Convert the part of the listing below that opens with the line containing "Output form: <point>397,424</point>" and closes with the line containing "<point>352,413</point>" into a JSON list of strings, one string per line, with both end lines included and blank lines left out.

----- PROVIDED INFORMATION -----

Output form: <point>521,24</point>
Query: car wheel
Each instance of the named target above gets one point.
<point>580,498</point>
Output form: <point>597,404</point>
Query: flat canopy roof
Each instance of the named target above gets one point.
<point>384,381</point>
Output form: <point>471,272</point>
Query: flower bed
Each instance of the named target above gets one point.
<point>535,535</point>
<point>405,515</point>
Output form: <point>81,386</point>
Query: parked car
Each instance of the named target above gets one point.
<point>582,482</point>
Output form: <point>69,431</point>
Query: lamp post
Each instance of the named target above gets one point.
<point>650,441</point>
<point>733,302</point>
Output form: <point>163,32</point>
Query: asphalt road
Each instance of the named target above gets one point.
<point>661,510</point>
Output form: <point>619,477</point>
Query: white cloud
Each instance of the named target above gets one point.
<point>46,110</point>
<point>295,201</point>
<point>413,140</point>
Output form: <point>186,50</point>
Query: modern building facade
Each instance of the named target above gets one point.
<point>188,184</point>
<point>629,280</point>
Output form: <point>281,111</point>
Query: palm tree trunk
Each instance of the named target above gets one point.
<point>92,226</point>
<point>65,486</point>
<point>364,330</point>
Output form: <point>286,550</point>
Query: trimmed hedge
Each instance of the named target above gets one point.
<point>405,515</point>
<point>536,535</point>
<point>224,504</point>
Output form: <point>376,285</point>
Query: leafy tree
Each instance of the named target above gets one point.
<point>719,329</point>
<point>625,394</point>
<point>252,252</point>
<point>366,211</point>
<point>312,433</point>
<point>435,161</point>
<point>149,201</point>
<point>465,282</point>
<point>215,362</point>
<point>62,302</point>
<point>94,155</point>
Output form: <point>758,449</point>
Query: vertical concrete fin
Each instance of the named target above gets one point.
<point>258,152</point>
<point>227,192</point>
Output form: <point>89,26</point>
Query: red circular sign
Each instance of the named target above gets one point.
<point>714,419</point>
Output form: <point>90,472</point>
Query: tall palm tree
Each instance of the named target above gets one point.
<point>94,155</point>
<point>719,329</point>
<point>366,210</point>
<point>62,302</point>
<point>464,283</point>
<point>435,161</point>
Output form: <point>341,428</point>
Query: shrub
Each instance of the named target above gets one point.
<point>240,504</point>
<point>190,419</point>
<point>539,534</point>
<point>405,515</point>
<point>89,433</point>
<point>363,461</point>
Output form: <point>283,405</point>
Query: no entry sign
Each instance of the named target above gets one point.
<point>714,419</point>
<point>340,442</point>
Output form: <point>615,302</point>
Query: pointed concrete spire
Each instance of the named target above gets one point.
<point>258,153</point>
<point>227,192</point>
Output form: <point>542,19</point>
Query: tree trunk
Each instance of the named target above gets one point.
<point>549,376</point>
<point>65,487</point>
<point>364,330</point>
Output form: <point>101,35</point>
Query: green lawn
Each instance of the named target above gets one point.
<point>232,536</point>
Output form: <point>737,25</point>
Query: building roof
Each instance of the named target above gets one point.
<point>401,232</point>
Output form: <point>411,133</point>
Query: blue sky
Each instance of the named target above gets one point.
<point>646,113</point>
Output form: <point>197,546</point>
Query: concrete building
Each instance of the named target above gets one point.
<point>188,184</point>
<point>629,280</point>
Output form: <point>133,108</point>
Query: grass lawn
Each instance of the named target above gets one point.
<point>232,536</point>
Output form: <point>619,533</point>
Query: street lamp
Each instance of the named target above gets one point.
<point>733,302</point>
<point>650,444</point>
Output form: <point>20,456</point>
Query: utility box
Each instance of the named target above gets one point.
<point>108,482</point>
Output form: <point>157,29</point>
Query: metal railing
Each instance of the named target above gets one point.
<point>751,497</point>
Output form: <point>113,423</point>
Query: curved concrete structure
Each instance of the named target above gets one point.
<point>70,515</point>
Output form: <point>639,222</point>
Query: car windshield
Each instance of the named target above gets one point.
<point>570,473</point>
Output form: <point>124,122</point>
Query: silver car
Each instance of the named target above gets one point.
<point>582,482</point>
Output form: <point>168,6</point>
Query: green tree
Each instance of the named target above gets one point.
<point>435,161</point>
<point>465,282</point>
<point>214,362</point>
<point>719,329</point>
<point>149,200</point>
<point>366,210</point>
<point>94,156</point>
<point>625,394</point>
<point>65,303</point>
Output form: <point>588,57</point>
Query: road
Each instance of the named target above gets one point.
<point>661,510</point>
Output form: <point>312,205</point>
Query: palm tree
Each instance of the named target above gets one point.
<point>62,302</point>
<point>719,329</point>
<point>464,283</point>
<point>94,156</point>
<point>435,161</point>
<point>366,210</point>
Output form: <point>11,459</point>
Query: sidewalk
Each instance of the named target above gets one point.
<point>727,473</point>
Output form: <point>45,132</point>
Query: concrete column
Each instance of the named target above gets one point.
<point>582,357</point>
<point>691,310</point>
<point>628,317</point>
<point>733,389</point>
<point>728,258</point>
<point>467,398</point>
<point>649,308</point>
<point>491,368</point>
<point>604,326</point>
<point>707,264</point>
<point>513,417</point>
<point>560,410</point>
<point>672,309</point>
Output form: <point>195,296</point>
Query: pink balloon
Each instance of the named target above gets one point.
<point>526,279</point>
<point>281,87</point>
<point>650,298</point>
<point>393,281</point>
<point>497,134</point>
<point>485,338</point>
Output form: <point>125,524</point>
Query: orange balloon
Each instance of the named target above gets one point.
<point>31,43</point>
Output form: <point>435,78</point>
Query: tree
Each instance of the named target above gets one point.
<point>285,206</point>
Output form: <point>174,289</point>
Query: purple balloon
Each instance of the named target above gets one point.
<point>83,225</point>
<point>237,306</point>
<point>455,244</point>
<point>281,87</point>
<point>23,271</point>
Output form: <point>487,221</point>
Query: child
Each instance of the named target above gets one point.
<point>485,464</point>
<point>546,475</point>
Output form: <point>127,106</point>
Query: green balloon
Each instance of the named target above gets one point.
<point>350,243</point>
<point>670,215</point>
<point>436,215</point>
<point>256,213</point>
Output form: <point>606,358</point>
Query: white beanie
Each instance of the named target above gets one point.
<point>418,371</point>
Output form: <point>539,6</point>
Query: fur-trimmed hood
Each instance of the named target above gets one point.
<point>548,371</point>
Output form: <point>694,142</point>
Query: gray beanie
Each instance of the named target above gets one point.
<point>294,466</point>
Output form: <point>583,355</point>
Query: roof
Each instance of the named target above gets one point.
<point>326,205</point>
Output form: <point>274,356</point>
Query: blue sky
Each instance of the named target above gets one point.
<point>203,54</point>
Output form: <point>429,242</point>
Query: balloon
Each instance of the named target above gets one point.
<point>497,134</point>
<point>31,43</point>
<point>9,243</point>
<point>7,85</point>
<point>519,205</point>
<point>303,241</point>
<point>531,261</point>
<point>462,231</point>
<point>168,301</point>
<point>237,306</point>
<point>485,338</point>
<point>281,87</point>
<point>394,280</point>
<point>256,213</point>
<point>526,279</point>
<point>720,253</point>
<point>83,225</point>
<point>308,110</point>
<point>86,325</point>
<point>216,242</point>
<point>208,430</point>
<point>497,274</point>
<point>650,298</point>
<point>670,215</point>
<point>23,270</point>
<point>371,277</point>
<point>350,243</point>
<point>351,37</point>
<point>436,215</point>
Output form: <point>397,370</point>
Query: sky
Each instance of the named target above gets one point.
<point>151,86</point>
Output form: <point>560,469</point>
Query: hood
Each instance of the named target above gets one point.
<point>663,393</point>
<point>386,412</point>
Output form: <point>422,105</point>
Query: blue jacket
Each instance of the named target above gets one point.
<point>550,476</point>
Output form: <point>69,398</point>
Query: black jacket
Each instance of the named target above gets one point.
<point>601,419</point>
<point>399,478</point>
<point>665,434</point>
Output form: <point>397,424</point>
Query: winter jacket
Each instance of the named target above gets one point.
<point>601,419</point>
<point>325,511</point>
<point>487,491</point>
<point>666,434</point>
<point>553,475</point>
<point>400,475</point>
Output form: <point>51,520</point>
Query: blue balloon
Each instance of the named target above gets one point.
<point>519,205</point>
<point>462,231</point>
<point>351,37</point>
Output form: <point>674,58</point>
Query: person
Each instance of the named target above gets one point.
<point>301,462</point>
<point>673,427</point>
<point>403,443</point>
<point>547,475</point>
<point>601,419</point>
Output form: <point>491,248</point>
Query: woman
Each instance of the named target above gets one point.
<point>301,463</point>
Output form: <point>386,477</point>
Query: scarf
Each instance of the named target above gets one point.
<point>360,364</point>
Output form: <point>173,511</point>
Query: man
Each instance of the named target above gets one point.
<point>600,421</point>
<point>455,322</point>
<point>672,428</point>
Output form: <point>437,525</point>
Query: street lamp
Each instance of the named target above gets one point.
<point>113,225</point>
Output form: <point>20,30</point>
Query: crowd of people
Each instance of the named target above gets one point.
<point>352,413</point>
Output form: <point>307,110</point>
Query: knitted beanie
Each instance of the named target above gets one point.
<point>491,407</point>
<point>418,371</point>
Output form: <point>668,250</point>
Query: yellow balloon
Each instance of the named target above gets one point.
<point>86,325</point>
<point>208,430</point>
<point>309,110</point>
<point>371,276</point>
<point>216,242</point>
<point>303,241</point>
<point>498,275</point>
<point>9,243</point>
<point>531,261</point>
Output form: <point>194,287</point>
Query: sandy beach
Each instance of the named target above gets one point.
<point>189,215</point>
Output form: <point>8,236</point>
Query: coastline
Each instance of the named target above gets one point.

-----

TASK ANSWER:
[
  "Output form: <point>397,424</point>",
  "Query: winter jacket",
  "Each instance of the named target above gets one point.",
  "<point>601,419</point>",
  "<point>325,511</point>",
  "<point>487,491</point>",
  "<point>666,434</point>",
  "<point>553,475</point>",
  "<point>400,475</point>",
  "Output form: <point>51,520</point>",
  "Query: blue balloon",
  "Each instance of the named target above gets one point.",
  "<point>519,205</point>",
  "<point>462,231</point>",
  "<point>351,37</point>",
  "Output form: <point>674,58</point>",
  "Query: person",
  "Each instance of the named target above gets one point.",
  "<point>301,462</point>",
  "<point>673,427</point>",
  "<point>403,443</point>",
  "<point>547,475</point>",
  "<point>601,419</point>",
  "Output form: <point>491,248</point>",
  "Query: woman",
  "Each instance of the named target above gets one point.",
  "<point>301,463</point>",
  "Output form: <point>386,477</point>",
  "Query: scarf",
  "Each instance of the named target above gets one point.",
  "<point>360,364</point>",
  "Output form: <point>173,511</point>",
  "Query: man",
  "Each instance of the named target above gets one point.",
  "<point>600,421</point>",
  "<point>455,322</point>",
  "<point>672,428</point>",
  "Output form: <point>437,525</point>",
  "Query: street lamp",
  "Each instance of the named target above gets one point.",
  "<point>113,225</point>",
  "Output form: <point>20,30</point>",
  "Query: crowd of people",
  "Each instance of the named target above gets one point.",
  "<point>352,413</point>"
]